## Exercise directions
Filter the records below for lines that include the word "debris", and copy out each such line.
___ Data entries
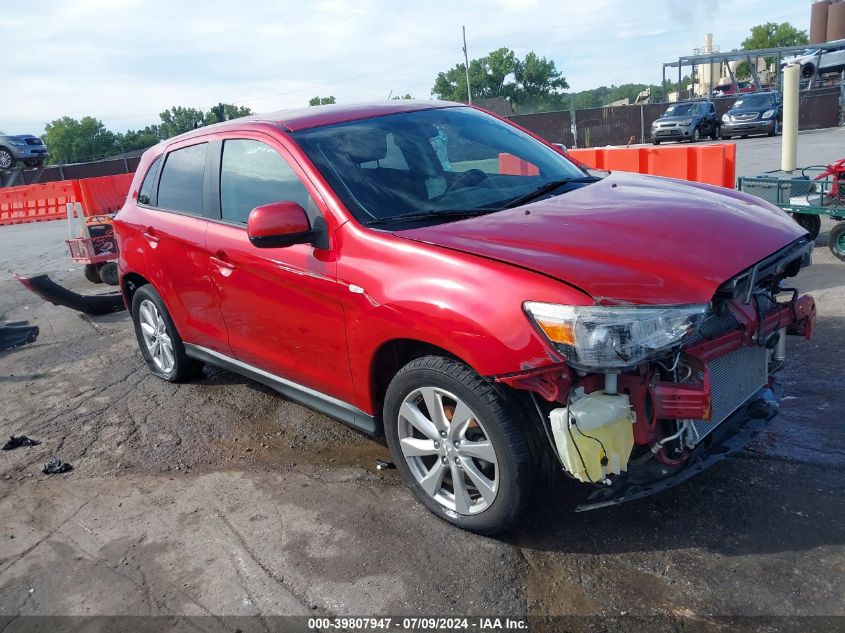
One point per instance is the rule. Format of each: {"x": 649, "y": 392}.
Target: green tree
{"x": 321, "y": 101}
{"x": 770, "y": 35}
{"x": 72, "y": 141}
{"x": 178, "y": 120}
{"x": 501, "y": 74}
{"x": 226, "y": 112}
{"x": 773, "y": 35}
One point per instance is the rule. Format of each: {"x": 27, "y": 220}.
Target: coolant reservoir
{"x": 598, "y": 425}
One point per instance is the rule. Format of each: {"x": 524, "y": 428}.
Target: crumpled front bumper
{"x": 729, "y": 437}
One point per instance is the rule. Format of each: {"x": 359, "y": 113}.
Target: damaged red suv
{"x": 428, "y": 273}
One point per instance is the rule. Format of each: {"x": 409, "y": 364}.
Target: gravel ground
{"x": 221, "y": 498}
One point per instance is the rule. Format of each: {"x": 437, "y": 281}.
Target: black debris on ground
{"x": 17, "y": 334}
{"x": 56, "y": 467}
{"x": 17, "y": 442}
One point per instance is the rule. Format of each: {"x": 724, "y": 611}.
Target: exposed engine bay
{"x": 637, "y": 430}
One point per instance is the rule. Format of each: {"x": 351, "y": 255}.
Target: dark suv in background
{"x": 24, "y": 147}
{"x": 686, "y": 121}
{"x": 758, "y": 113}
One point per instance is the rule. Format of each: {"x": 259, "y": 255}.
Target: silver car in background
{"x": 22, "y": 147}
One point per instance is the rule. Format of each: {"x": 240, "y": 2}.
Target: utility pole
{"x": 466, "y": 62}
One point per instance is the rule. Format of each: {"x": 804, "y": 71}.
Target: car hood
{"x": 628, "y": 238}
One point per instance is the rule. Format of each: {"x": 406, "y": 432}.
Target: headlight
{"x": 597, "y": 337}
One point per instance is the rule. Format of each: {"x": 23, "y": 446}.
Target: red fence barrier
{"x": 36, "y": 203}
{"x": 713, "y": 164}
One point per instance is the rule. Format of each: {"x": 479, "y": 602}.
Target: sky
{"x": 124, "y": 61}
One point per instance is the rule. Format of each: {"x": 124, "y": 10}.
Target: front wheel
{"x": 7, "y": 161}
{"x": 836, "y": 241}
{"x": 458, "y": 444}
{"x": 160, "y": 343}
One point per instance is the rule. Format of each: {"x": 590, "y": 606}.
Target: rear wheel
{"x": 459, "y": 445}
{"x": 836, "y": 241}
{"x": 108, "y": 273}
{"x": 810, "y": 222}
{"x": 160, "y": 343}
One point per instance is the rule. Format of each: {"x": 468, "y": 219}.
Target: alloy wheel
{"x": 156, "y": 338}
{"x": 448, "y": 451}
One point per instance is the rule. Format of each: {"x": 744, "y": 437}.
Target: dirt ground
{"x": 220, "y": 498}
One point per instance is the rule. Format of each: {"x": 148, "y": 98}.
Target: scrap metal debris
{"x": 94, "y": 305}
{"x": 17, "y": 442}
{"x": 56, "y": 467}
{"x": 17, "y": 333}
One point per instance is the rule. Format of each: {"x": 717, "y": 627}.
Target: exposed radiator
{"x": 734, "y": 378}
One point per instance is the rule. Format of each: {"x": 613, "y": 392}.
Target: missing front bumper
{"x": 729, "y": 437}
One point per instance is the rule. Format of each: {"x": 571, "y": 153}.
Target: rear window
{"x": 181, "y": 184}
{"x": 147, "y": 192}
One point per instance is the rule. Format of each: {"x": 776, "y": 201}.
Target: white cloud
{"x": 126, "y": 60}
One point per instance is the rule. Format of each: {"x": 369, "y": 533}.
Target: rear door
{"x": 175, "y": 228}
{"x": 281, "y": 305}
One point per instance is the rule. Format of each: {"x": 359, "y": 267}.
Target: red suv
{"x": 431, "y": 274}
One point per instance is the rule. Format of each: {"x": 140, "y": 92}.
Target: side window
{"x": 181, "y": 184}
{"x": 145, "y": 195}
{"x": 252, "y": 174}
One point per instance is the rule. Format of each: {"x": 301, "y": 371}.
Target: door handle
{"x": 225, "y": 268}
{"x": 151, "y": 237}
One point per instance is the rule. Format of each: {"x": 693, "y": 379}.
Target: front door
{"x": 281, "y": 305}
{"x": 173, "y": 203}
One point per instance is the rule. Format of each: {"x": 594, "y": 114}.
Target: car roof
{"x": 317, "y": 116}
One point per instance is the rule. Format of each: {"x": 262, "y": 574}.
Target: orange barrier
{"x": 713, "y": 164}
{"x": 36, "y": 203}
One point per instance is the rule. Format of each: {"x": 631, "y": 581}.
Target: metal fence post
{"x": 642, "y": 124}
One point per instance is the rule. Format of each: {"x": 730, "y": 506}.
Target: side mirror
{"x": 279, "y": 224}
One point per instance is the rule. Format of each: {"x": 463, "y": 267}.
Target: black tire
{"x": 92, "y": 273}
{"x": 810, "y": 222}
{"x": 183, "y": 368}
{"x": 836, "y": 240}
{"x": 501, "y": 423}
{"x": 108, "y": 273}
{"x": 7, "y": 160}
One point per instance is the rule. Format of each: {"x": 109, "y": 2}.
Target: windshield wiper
{"x": 546, "y": 188}
{"x": 431, "y": 213}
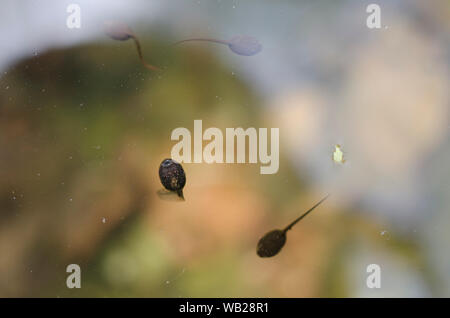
______
## Exercise response
Target: black debris on ground
Target: scrap metal debris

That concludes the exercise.